(Stored data)

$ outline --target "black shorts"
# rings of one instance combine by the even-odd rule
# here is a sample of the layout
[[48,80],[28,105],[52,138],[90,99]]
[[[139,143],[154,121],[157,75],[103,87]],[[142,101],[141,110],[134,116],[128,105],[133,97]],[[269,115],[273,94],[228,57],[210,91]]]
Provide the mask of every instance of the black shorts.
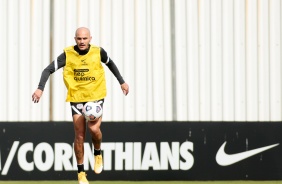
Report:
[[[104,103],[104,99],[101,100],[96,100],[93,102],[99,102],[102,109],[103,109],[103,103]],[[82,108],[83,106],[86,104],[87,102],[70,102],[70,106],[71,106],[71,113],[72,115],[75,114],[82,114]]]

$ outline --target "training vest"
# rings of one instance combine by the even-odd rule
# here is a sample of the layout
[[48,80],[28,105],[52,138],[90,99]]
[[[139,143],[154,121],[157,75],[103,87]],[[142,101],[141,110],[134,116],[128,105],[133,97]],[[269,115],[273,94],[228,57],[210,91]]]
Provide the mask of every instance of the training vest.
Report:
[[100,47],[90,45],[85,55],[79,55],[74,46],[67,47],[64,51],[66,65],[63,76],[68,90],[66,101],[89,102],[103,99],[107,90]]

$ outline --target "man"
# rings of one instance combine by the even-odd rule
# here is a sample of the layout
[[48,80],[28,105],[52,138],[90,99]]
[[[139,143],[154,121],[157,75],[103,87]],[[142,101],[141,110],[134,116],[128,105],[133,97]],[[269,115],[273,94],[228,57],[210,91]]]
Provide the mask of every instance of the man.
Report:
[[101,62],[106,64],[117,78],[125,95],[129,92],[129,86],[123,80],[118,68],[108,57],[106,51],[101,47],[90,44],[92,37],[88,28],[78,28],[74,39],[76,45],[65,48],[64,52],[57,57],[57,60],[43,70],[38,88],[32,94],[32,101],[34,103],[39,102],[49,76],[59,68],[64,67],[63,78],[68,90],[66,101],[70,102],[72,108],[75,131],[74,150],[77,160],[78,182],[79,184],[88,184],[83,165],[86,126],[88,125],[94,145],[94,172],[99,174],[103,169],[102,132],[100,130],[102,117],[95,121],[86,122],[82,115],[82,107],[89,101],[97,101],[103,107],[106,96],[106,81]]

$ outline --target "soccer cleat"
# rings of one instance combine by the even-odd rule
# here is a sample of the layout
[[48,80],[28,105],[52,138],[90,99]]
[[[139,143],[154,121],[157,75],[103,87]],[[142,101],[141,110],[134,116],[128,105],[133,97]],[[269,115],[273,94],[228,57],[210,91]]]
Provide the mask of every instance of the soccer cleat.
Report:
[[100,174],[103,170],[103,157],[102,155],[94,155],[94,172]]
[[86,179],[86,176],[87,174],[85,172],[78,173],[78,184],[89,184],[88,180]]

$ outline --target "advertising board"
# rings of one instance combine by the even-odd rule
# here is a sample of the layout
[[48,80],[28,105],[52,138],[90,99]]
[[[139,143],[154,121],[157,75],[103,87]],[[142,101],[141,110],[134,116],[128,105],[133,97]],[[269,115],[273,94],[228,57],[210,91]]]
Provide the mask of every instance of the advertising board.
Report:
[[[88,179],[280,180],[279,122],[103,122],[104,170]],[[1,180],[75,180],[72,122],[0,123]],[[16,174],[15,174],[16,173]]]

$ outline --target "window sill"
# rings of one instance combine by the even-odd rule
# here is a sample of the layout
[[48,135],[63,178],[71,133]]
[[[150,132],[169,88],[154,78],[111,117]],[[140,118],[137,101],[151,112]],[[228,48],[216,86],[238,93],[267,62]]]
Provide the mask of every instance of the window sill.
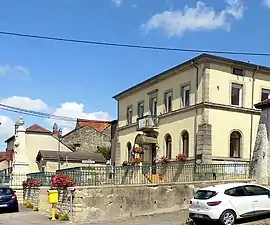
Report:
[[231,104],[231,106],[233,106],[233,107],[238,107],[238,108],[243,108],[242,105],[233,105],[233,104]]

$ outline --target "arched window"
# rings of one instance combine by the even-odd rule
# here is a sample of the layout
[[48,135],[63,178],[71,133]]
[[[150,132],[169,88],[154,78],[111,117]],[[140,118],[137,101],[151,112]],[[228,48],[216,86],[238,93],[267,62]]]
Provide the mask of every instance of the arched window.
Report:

# What the task requires:
Your answer must be the exact lines of the records from the first one through the line containing "Provide the mask of every instance of the training", with no pictures in it.

# Solution to this problem:
$ outline --target "black shorts"
# rings of one instance combine by the even-odd rule
# here is a sample of the layout
[[48,80],[28,105],[52,138],[90,99]]
[[[139,143],[154,121],[157,75],[103,87]],[[142,101],[141,110],[134,116],[128,105],[133,97]],[[269,115],[273,94],[228,57],[210,91]]]
Provide the mask of every instance of the black shorts.
Report:
[[[104,103],[104,99],[101,100],[96,100],[93,102],[99,102],[102,109],[103,109],[103,103]],[[82,108],[83,106],[86,104],[87,102],[70,102],[70,106],[71,106],[71,113],[72,115],[75,114],[82,114]]]

$ outline --target "training vest"
# rings of one instance combine by the even-odd rule
# here is a sample of the layout
[[48,80],[28,105],[52,138],[90,99]]
[[[139,143],[154,121],[157,75],[103,87]],[[142,101],[141,110],[134,116],[128,105],[133,97]],[[269,115],[273,94],[228,57],[210,91]]]
Provide the mask of every instance of the training vest.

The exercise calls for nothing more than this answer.